◆ **Extracted records**:
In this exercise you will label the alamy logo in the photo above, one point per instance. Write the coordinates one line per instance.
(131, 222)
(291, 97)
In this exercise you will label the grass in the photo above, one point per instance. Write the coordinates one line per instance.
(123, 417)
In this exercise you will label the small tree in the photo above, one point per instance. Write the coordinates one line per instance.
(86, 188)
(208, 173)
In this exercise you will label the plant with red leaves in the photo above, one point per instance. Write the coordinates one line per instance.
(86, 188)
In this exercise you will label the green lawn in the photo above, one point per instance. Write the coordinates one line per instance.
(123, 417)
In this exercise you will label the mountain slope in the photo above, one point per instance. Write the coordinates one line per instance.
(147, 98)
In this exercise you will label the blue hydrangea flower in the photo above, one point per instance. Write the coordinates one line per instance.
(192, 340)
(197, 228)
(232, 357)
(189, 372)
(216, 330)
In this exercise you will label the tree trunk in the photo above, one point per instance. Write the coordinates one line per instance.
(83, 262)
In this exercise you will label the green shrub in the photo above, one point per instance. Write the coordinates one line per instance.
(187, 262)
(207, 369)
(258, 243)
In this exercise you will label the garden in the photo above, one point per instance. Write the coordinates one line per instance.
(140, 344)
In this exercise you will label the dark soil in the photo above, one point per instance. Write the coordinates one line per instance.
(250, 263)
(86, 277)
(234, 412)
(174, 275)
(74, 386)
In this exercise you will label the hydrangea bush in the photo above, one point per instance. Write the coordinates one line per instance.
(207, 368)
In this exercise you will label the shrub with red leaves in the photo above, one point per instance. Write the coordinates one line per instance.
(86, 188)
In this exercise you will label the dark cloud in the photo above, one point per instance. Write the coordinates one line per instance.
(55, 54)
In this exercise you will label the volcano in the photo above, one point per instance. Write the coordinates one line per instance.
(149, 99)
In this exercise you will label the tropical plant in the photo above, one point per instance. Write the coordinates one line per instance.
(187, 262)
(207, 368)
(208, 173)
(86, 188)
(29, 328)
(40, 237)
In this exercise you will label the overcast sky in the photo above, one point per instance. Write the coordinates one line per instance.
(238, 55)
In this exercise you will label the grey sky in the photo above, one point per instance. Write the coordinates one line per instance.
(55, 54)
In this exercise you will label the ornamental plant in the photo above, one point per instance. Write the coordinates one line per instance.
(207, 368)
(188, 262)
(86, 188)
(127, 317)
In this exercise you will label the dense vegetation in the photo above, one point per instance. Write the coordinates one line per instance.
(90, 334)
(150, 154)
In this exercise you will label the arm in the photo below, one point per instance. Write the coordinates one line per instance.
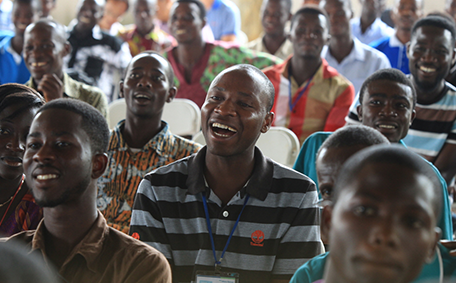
(336, 117)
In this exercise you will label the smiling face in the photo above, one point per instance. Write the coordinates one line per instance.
(88, 15)
(58, 157)
(309, 34)
(21, 16)
(329, 161)
(14, 127)
(144, 16)
(406, 13)
(387, 106)
(382, 227)
(235, 113)
(275, 16)
(339, 16)
(185, 23)
(430, 54)
(147, 87)
(44, 50)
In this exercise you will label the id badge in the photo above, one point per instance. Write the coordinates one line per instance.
(216, 277)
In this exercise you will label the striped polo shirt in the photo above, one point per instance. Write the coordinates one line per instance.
(320, 104)
(278, 230)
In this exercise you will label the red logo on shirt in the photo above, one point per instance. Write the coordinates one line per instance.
(257, 238)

◆ **Your goal**: Pictures are to be left out; repeat all the remaining data exactly.

◆ **The result**:
In this exercise you will label the alamy logo in the photo above, one point per instance. Write the coordinates one line per instance.
(131, 222)
(291, 97)
In this exercise you will label the grass in the photo above, one point per instance. Write the coordinates one line per instance.
(123, 417)
In this exercise you will label the small tree in the photo above, one point per instance. Write the coordinates one line per instance.
(86, 188)
(208, 173)
In this exercise you will label the plant with red leaves in the photo above, one point per instance. Write the coordinates one line per instance.
(86, 188)
In this exercise you will label the green lawn in the photo above, one point per instance. Write the coordinates one line per instance.
(123, 417)
In this exercise you will label the mountain slope in the photo above, one point per instance. Write the coordinates one line per instance.
(147, 98)
In this exercise you will label the blue hydrangea flower in the photo above, one point per instance. Write the coordinates one line per instance.
(192, 340)
(197, 228)
(232, 357)
(189, 372)
(216, 330)
In this exercise you will label the tree trunk in the photo above, one point per instance. Write the coordinates one line per instance.
(83, 262)
In this exercise you will label the green shrub in the photo above, one point per instance. Write the coordinates one line per instance.
(187, 262)
(207, 369)
(258, 243)
In this exercise you will label the garden in the photo above, one point per instance. Write the coordinates one line per instance.
(140, 344)
In this exercise you will label the dark soil in the photo above, one point per instance. Write the coordinates one line per instance.
(250, 263)
(86, 277)
(234, 412)
(174, 275)
(74, 386)
In this exercise you will label the hydrangea bush in the photo above, one point per instance. Write the coordinates one line per instance.
(207, 368)
In this exercise you will label the shrub with red leaves in the photo above, one point per instance. Write the coordinates one line per instance.
(86, 188)
In this exercise you will label the dark cloud in the photo above, one point per instance. Write the coordinates one line per instance.
(55, 54)
In this exercise you will label the volcano in the photo above, one point per instance. Write the coordinates one line per instance.
(149, 99)
In this exercise you will label the tropical plant in the photo above, one point per instance. Write the coordinates one line per instance.
(187, 262)
(207, 368)
(208, 173)
(86, 188)
(29, 328)
(40, 237)
In this exercise you will label the overcast sky in the photo above, one point per instance. Write the coordinates one line per instance.
(238, 55)
In this exercise you will label the grey sky in the photo above, one point per instance. Write the coordinates one line per instance.
(55, 54)
In this exercise you will label the ornamental plant in the photo above, one point per instance. Write the coordinates one line per instance.
(207, 368)
(188, 262)
(86, 188)
(127, 317)
In this exercise you will label the dense vegetation in the photo above, one point per instance. Write the coordinates one line per instance.
(90, 334)
(150, 154)
In this exercise you will label the arm in the photo below, one point per instance. Write the coordinates one line per instance.
(336, 117)
In this exercise you will label the smiling face in the photo above, one point per instance. Write the coordinates one line per instance.
(88, 15)
(58, 157)
(309, 34)
(21, 16)
(329, 161)
(14, 127)
(144, 16)
(406, 13)
(387, 106)
(382, 227)
(235, 113)
(275, 16)
(339, 16)
(185, 23)
(430, 54)
(147, 87)
(44, 50)
In this exercise you will label the id badge in the photo above, one point per instance. Write the coordinates one line per instance.
(216, 277)
In this exercise you will label the striped polo shirt in the photo above, one point per instance. Write the coordinates one line per instance.
(320, 104)
(278, 230)
In this exercise you will label the red logo on shirt in the photo above, one point per instance. Write the coordinates one line per instance.
(257, 238)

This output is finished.